**EXERCISES TO COMPLETE:**
a. In the White House IT thread, change "Dell Dimensions" to "Dell Inspirons" and write out the passage between "The note about" and "or even 2003?", inclusive.
b. According to the White House IT thread, what share of the White House's technology had reached its end of life?

**EXCERPT PROVIDED:**
● ● ● ● ● ● ●

Forgot your password?
typodupeerror
Government United States IT Your Rights Online

White House CIO Describes His 'Worst Day' Ever 333

Posted by Soulskill
from the need-a-bipartisan-effort-to-swap-out-a-machine dept.
dcblogs writes "In the first 40 days of President Barack Obama's administration, the White House email system was down 23% of time, according to White House CIO Brook Colangelo, the person who also delivered the 'first presidential Blackberry.' The White House IT systems inherited by the new administration were in bad shape. Over 82% of the White House's technology had reached its end of life. Desktops, for instance, still had floppy disk drives, including the one Colangelo delivered to Rahm Emanuel, Obama's then chief of staff and now Mayor of Chicago. There were no redundant email servers."
This discussion has been archived. No new comments can be posted.

White House CIO Describes His 'Worst Day' Ever

Comments Filter:
  • by gimmebeer (1648629) on Wednesday March 14, 2012 @12:21AM (#39348629)
    The problem is the procurement process. It takes a hell of a long time to get IT resources ordered, and often by the time they are actually put into service half of their warranty life-time has expired. It has nothing to do with a lack of knowledge on the OMB IT front, it's got everything to do with the red tape they have to cut through to make anything happen.
  • Re:Floppy Drives! (Score:5, Interesting)

    by kenh (9056) on Wednesday March 14, 2012 @02:33AM (#39349433) Homepage Journal

    OK, perspective is called for - Obama took the White House in 2009, up until 2009 HP had floppy drives STANDARD on business desktops - so as Obama took the White House, HP was still shipping floppy drives as STANDARD.

    Yes, sitting in 2012 we can all agree that floppy drives have been obsolete for years, but in 2009 HP was still shipping them as standard.

    The note about Dell Dimensions is nice, but those are "home" computers, not "professional".

    And that 6 year-old software? I can guarantee you it was Office 2003 - sure, as Bush was preparing to leave office his staff certainly could have gone around and upgraded everyone to the latest/greatest version of office (Office 2007), but it is now 2012, and the latest version of Office on PCs is 2010 - does that have 100% market penetration, or are there a few stragglers on 2007 or even 2003?

    Maybe, like most office users at the time, the Bush White House wasn't a big fan of the ribbon interface introduced in Office 2007 [wikipedia.org]

  • Re:Not a bad number (Score:4, Interesting)

● ● ● ● ● ● ●

**EXCERPTED DATA:**
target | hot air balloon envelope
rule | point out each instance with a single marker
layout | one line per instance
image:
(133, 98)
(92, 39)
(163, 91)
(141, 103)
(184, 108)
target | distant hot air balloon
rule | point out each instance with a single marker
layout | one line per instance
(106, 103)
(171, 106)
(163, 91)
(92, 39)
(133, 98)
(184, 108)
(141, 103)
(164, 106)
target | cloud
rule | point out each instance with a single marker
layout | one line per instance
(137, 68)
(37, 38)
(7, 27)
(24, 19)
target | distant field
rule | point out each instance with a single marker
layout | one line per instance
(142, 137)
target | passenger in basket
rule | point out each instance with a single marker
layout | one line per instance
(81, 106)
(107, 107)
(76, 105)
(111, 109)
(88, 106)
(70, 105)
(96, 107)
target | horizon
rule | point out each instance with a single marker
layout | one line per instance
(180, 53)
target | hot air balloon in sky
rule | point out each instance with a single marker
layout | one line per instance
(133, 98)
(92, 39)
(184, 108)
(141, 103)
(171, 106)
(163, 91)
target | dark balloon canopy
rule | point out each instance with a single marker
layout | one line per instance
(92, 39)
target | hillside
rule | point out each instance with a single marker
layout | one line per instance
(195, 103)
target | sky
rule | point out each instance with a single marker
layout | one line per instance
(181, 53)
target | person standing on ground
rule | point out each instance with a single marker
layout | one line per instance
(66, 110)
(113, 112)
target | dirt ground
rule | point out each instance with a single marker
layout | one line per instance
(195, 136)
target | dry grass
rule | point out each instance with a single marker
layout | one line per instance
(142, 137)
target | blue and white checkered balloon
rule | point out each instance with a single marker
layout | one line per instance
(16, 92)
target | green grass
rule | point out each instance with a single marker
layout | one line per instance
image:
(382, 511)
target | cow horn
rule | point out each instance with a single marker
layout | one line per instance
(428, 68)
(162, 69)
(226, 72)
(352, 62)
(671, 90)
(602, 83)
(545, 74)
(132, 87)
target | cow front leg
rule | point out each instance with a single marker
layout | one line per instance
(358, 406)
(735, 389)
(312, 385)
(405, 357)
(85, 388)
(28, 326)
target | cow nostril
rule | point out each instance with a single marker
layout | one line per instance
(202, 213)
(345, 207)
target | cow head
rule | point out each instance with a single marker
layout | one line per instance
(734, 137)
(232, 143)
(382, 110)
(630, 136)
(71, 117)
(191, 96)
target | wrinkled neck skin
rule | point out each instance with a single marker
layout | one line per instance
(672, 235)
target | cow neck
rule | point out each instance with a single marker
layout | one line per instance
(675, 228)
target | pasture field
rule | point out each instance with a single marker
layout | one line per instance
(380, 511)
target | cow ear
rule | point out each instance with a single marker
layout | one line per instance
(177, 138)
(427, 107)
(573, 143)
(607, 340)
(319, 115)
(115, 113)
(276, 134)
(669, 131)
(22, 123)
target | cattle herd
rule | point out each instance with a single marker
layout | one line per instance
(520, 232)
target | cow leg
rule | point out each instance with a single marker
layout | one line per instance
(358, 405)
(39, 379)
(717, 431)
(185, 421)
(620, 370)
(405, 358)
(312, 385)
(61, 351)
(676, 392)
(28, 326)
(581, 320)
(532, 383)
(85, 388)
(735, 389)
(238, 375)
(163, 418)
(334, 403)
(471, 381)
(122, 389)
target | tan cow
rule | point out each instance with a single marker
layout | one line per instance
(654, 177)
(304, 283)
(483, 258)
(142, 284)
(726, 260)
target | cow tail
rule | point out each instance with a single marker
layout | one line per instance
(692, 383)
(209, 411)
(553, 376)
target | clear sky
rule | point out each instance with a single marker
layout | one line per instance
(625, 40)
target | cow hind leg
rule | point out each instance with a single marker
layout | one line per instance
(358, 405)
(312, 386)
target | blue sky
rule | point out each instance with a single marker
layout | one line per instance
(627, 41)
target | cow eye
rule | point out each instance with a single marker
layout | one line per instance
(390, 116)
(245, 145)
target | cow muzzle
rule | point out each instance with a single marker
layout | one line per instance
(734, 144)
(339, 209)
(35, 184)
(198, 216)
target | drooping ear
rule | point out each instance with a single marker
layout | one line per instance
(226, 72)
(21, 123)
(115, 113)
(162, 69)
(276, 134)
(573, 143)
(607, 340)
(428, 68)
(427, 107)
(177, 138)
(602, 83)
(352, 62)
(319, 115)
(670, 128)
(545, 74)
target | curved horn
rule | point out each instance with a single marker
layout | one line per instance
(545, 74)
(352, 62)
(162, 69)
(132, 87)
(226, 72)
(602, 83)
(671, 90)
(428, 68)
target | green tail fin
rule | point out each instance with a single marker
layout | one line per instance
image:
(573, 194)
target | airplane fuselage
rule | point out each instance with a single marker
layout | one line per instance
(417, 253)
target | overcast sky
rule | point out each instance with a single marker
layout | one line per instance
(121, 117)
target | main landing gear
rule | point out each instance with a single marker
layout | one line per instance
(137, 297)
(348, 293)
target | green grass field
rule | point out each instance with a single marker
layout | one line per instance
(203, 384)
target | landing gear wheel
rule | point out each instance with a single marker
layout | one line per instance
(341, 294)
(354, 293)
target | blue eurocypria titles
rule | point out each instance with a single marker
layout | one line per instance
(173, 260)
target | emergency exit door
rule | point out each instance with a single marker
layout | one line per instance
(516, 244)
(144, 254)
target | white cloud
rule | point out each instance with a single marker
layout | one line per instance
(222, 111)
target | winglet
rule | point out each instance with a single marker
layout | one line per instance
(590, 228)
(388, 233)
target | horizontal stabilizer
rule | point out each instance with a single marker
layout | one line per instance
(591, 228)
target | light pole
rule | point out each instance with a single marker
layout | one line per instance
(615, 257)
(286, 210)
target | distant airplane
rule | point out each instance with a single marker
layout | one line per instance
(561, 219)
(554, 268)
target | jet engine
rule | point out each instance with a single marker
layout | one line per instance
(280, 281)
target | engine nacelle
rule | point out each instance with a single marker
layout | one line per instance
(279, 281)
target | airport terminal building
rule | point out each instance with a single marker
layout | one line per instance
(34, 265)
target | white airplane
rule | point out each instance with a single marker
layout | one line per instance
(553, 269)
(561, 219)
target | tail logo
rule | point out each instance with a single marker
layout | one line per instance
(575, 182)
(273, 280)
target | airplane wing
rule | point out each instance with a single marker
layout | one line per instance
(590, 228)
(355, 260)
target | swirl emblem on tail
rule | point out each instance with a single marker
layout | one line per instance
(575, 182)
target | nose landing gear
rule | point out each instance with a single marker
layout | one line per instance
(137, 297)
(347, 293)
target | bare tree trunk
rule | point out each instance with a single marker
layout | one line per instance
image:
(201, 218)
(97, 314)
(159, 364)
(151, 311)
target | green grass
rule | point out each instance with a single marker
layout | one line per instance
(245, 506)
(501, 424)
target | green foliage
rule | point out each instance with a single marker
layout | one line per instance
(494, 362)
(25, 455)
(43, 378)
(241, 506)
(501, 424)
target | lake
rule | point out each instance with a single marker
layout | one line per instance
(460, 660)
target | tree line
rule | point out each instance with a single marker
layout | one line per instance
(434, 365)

● ● ● ● ● ● ●

**LIST OF SOLUTIONS:**
a.
The note about Dell Inspirons is nice, but those are "home" computers, not "professional".

    And that 6 year-old software? I can guarantee you it was Office 2003 - sure, as Bush was preparing to leave office his staff certainly could have gone around and upgraded everyone to the latest/greatest version of office (Office 2007), but it is now 2012, and the latest version of Office on PCs is 2010 - does that have 100% market penetration, or are there a few stragglers on 2007 or even 2003?

b. Over 82%.